## WORK TO BE COMPLETED
Please find every line below that contains the word "photograph" and copy each one out in full.
— BEGIN —
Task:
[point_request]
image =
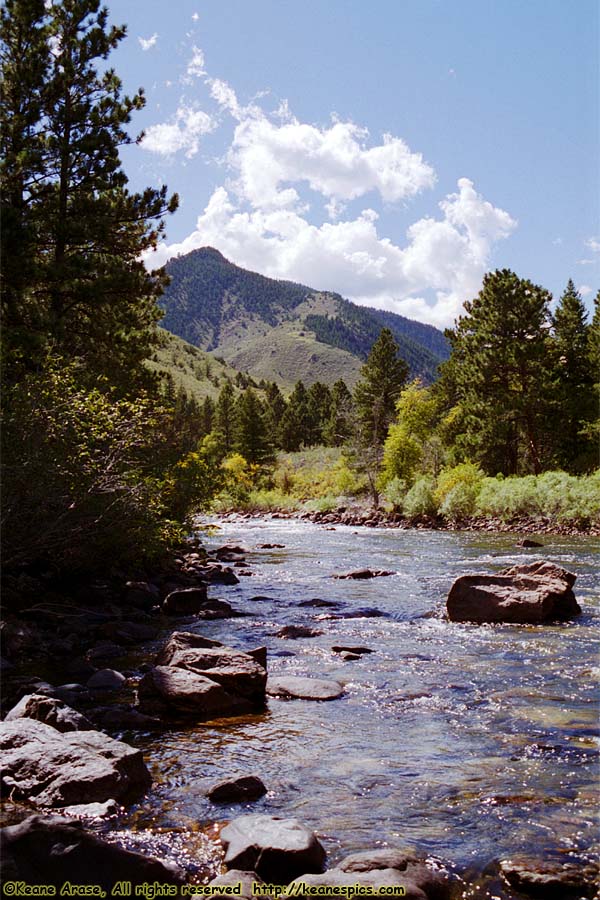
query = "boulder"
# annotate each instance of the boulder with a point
(528, 594)
(51, 711)
(106, 680)
(295, 687)
(361, 574)
(237, 790)
(168, 690)
(276, 849)
(292, 632)
(49, 768)
(54, 850)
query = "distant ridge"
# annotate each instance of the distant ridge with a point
(281, 330)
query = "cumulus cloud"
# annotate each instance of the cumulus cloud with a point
(148, 43)
(183, 133)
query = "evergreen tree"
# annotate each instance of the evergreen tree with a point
(382, 378)
(251, 433)
(224, 419)
(338, 427)
(574, 383)
(499, 375)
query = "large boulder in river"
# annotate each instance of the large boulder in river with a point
(276, 849)
(51, 711)
(48, 768)
(52, 850)
(529, 594)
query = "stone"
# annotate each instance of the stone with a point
(293, 632)
(49, 768)
(168, 690)
(554, 880)
(106, 680)
(528, 594)
(361, 574)
(296, 687)
(237, 790)
(51, 711)
(276, 849)
(184, 601)
(54, 850)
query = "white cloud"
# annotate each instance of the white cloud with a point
(447, 256)
(182, 133)
(148, 43)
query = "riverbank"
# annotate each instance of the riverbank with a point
(369, 765)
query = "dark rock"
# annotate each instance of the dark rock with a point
(292, 632)
(552, 880)
(51, 711)
(167, 690)
(49, 768)
(361, 574)
(184, 601)
(295, 687)
(53, 850)
(237, 790)
(277, 849)
(528, 594)
(106, 680)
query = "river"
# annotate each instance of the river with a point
(467, 742)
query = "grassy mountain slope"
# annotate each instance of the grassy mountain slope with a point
(283, 331)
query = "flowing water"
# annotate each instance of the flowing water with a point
(468, 742)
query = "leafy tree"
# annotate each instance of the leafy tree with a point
(224, 418)
(382, 378)
(499, 375)
(251, 433)
(574, 383)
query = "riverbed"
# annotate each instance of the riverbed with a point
(471, 743)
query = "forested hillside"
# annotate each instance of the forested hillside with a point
(223, 308)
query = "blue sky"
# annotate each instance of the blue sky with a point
(392, 151)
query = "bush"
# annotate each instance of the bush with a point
(420, 499)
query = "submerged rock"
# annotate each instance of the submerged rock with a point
(54, 850)
(49, 768)
(276, 849)
(296, 687)
(526, 594)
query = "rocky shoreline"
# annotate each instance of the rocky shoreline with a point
(66, 762)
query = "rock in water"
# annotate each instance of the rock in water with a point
(276, 849)
(530, 594)
(53, 850)
(49, 768)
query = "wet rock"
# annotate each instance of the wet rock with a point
(555, 881)
(293, 632)
(184, 601)
(277, 849)
(361, 574)
(53, 850)
(295, 687)
(528, 594)
(237, 790)
(106, 680)
(49, 768)
(167, 690)
(51, 711)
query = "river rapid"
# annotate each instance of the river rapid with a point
(471, 743)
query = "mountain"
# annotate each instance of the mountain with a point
(283, 331)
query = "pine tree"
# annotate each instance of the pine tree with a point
(382, 378)
(225, 418)
(499, 376)
(251, 433)
(574, 383)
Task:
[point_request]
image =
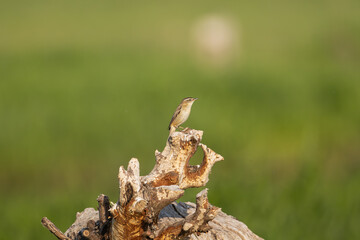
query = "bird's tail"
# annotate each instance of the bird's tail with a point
(172, 129)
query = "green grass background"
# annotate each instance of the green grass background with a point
(86, 85)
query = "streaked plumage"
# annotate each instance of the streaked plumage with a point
(181, 114)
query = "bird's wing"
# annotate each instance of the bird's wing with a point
(177, 111)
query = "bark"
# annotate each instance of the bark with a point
(146, 207)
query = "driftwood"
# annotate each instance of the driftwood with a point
(146, 207)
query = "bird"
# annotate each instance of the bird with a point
(181, 114)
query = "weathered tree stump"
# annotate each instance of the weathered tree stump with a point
(146, 207)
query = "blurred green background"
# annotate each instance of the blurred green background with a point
(86, 85)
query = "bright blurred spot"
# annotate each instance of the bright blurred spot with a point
(216, 41)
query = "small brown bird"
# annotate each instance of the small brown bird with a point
(181, 114)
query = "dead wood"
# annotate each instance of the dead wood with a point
(146, 207)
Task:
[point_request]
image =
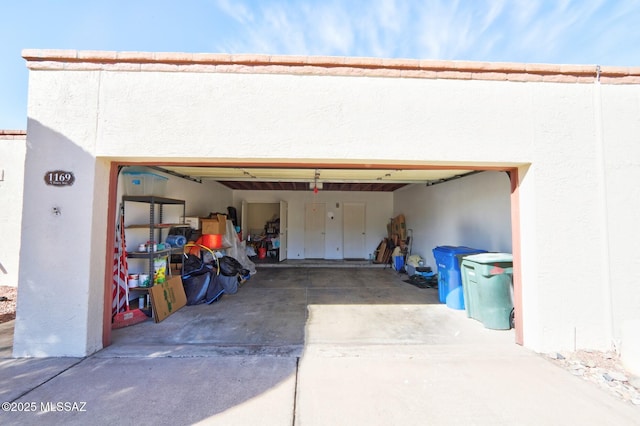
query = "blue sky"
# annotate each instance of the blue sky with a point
(603, 32)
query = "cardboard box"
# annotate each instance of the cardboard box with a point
(166, 298)
(192, 221)
(217, 225)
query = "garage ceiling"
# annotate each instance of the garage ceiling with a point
(304, 179)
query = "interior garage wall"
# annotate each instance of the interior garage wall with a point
(378, 210)
(472, 211)
(200, 199)
(12, 153)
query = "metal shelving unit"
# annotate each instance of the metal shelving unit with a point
(156, 226)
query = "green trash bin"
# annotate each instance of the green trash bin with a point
(487, 280)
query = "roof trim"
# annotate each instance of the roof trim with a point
(51, 59)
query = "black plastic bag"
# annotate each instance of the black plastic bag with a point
(197, 278)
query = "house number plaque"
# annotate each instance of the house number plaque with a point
(59, 178)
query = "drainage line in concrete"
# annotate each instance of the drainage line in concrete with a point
(295, 393)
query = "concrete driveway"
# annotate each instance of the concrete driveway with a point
(308, 346)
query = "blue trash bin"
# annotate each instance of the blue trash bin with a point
(448, 260)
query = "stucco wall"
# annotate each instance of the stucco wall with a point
(473, 211)
(12, 152)
(548, 130)
(378, 210)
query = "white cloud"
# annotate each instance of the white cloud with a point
(487, 30)
(236, 10)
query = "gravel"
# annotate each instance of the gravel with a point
(604, 369)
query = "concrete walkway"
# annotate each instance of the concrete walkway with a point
(344, 346)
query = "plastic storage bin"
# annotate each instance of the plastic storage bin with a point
(449, 277)
(487, 280)
(144, 183)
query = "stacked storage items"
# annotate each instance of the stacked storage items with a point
(448, 260)
(487, 280)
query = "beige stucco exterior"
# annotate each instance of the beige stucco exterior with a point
(571, 133)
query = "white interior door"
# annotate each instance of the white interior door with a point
(314, 230)
(354, 231)
(284, 223)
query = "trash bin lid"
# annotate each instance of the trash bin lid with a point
(490, 258)
(453, 250)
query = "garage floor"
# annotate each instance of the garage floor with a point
(273, 312)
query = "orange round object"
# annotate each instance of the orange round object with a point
(262, 253)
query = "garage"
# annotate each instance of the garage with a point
(91, 112)
(460, 206)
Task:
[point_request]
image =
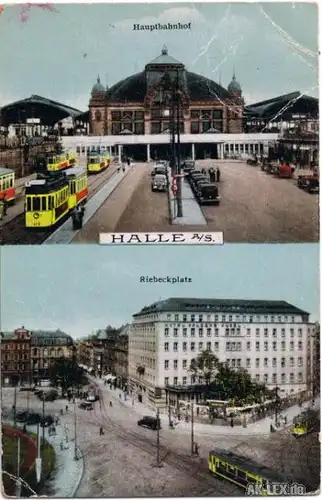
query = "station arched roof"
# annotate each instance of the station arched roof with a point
(48, 111)
(286, 106)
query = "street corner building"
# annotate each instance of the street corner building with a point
(273, 340)
(26, 355)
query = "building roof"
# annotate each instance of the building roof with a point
(49, 111)
(198, 87)
(176, 304)
(164, 59)
(294, 103)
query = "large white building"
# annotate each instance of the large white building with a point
(269, 338)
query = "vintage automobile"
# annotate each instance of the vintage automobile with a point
(159, 183)
(208, 194)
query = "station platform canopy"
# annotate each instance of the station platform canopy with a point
(49, 112)
(288, 107)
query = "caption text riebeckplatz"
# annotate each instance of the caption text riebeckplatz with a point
(165, 279)
(159, 26)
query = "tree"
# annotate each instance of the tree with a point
(65, 373)
(205, 365)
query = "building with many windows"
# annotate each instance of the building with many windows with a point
(268, 338)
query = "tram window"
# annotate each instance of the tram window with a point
(36, 203)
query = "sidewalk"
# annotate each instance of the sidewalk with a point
(192, 213)
(259, 428)
(68, 472)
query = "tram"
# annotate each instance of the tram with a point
(52, 196)
(7, 184)
(304, 423)
(97, 162)
(62, 161)
(243, 471)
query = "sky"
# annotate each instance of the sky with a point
(82, 288)
(272, 47)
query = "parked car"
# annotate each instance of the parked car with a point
(159, 183)
(208, 194)
(150, 422)
(46, 421)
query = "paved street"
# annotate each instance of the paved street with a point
(126, 451)
(255, 207)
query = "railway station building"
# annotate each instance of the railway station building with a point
(270, 339)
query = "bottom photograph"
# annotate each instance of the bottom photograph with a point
(153, 371)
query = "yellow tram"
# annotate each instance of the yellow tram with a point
(243, 471)
(61, 161)
(304, 423)
(51, 197)
(98, 162)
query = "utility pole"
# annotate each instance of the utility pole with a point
(192, 431)
(15, 406)
(179, 180)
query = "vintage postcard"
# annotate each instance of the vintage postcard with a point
(153, 375)
(133, 118)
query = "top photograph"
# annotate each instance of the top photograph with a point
(159, 118)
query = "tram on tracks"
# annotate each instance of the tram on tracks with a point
(243, 471)
(97, 162)
(7, 185)
(52, 196)
(56, 163)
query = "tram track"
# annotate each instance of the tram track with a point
(183, 463)
(15, 233)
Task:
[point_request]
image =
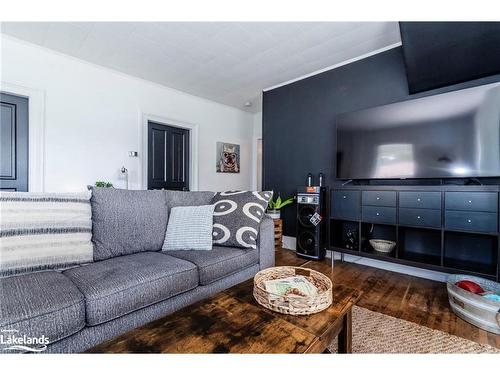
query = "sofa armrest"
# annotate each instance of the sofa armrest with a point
(265, 243)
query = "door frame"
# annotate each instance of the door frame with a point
(36, 132)
(193, 147)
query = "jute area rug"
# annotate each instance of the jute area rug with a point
(379, 333)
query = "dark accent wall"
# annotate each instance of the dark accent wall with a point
(298, 120)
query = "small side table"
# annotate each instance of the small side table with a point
(278, 233)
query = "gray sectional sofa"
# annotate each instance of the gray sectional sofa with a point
(83, 306)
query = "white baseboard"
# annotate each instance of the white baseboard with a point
(291, 243)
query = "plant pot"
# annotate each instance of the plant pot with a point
(275, 214)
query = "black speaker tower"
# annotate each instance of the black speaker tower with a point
(311, 222)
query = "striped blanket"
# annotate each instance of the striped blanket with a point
(44, 231)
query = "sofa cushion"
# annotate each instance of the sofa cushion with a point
(41, 303)
(219, 262)
(118, 286)
(127, 221)
(237, 217)
(44, 231)
(188, 198)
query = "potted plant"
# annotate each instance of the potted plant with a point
(274, 206)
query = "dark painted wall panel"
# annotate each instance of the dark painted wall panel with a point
(299, 118)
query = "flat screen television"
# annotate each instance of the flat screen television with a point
(451, 135)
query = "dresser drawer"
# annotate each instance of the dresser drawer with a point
(379, 198)
(420, 217)
(374, 214)
(346, 204)
(471, 221)
(415, 199)
(471, 201)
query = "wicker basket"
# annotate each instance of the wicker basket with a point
(293, 304)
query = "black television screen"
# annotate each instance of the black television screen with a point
(450, 135)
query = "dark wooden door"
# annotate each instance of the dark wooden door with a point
(13, 143)
(168, 157)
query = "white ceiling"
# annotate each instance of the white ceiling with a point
(227, 62)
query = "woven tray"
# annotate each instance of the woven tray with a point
(293, 304)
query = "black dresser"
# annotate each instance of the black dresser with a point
(447, 228)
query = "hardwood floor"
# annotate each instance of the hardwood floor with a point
(407, 297)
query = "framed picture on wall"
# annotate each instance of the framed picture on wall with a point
(228, 158)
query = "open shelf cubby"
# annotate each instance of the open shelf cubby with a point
(377, 231)
(420, 245)
(471, 252)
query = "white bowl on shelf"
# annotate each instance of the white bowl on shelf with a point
(382, 246)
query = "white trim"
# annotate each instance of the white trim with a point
(383, 49)
(290, 243)
(36, 135)
(193, 147)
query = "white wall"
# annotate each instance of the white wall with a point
(257, 134)
(93, 117)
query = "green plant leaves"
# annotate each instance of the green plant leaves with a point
(279, 203)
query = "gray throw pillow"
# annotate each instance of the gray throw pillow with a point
(237, 217)
(127, 221)
(189, 228)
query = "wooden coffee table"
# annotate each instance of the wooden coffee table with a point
(232, 322)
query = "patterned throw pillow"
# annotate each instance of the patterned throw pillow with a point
(41, 231)
(237, 217)
(189, 228)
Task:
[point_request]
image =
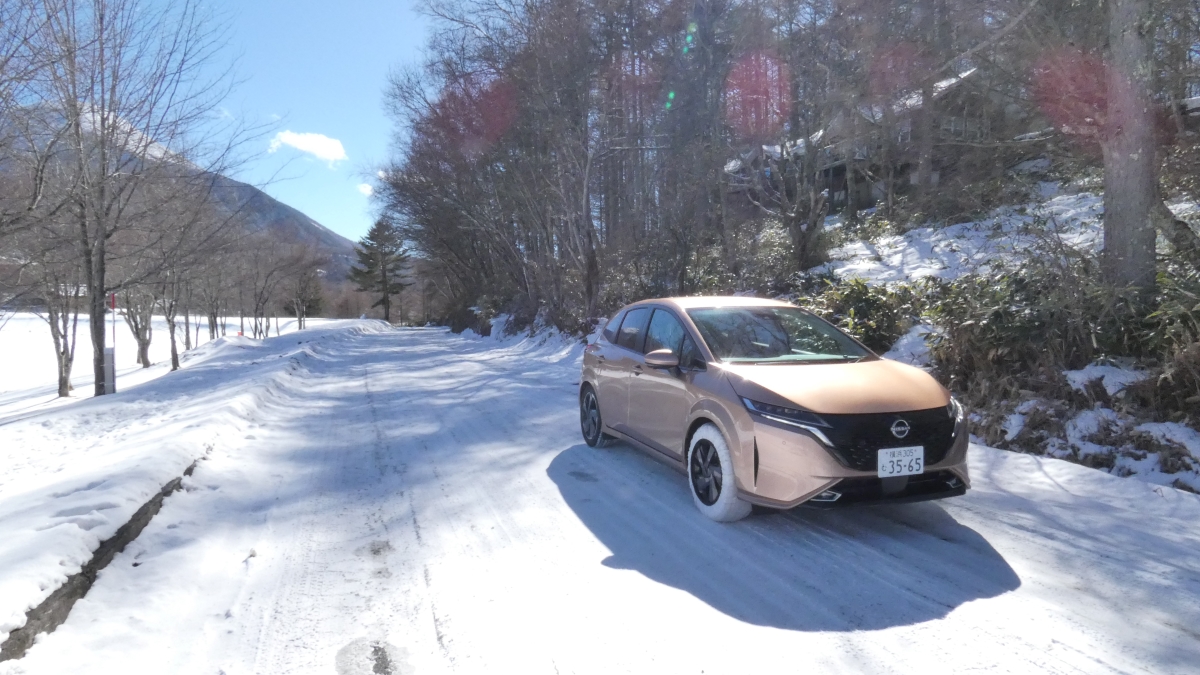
— END —
## EXERCISE SOLUTION
query = "bottom photograph"
# annotate each instance of the bottom photograph with a point
query = "top photograph"
# annotate each instance of the top photograph with a point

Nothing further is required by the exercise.